STATED GOAL: Reproduce the following text on Newt Gingrich's 2012 presidential campaign word for word, in full.

TEXT:
Former House Speaker Newt Gingrich was perhaps the most anti-Obama of the Republican 2012 candidates in his rhetoric, blasting the president as a “Saul Alinsky liberal,” and “the best food stamp president in American history.”
It didn’t work. Gingrich, who will officially announce next week he is leaving the race, won only two primaries, not only being defeated by Mitt Romney but also finishing well behind ex-Pennsylvania senator Rick Santorum.
Gingrich no doubt lost because he struggled to raise money, stay on message, organize staff in key states or explain away his controversial record, from his divorces to his resignation from the speakership.
But his defeat also illustrated the limits of the strident, anti-Obama tone that many Republicans, most notably Tea Party activists, adopted in 2009. Unlike Romney, who argues the president is a good man who is simply ineffective in his job, Gingrich constantly went much further, casting Obama as opposed to religious freedom, unable to perform in a debate without a teleprompter and seeking to impose socialism on America.
Obama draws his policy vision from “Saul Alinksy, radical left-wingers and people who don’t like the classical America,” Gingrich memorably declared in January.

PROVIDED INFORMATION:

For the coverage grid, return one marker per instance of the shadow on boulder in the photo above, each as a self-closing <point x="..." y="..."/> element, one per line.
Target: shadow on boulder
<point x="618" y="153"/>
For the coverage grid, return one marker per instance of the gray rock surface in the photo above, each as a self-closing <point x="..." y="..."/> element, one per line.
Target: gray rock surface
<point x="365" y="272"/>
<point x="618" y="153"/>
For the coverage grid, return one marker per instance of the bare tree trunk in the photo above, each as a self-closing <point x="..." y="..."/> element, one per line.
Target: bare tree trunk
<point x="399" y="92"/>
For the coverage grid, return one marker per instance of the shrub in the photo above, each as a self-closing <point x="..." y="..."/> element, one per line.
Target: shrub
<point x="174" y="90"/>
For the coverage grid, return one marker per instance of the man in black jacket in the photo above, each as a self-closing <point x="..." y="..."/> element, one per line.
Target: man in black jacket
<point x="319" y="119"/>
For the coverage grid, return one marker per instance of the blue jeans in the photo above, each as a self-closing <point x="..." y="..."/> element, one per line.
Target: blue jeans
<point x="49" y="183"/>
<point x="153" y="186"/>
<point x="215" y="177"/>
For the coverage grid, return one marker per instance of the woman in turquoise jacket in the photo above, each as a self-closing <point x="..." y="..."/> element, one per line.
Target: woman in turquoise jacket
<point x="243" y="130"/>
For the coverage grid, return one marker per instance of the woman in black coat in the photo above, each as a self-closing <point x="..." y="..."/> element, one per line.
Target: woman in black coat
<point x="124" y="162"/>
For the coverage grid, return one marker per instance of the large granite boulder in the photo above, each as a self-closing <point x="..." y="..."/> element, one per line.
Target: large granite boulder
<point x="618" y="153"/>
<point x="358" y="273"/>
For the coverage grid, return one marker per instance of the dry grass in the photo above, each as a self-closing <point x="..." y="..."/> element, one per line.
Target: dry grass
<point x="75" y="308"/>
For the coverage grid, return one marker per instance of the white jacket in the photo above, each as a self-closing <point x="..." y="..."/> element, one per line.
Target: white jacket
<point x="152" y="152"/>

COMPLETE OUTPUT:
Former House Speaker Newt Gingrich was perhaps the most anti-Obama of the Republican 2012 candidates in his rhetoric, blasting the president as a “Saul Alinsky liberal,” and “the best food stamp president in American history.”
It didn’t work. Gingrich, who will officially announce next week he is leaving the race, won only two primaries, not only being defeated by Mitt Romney but also finishing well behind ex-Pennsylvania senator Rick Santorum.
Gingrich no doubt lost because he struggled to raise money, stay on message, organize staff in key states or explain away his controversial record, from his divorces to his resignation from the speakership.
But his defeat also illustrated the limits of the strident, anti-Obama tone that many Republicans, most notably Tea Party activists, adopted in 2009. Unlike Romney, who argues the president is a good man who is simply ineffective in his job, Gingrich constantly went much further, casting Obama as opposed to religious freedom, unable to perform in a debate without a teleprompter and seeking to impose socialism on America.
Obama draws his policy vision from “Saul Alinksy, radical left-wingers and people who don’t like the classical America,” Gingrich memorably declared in January.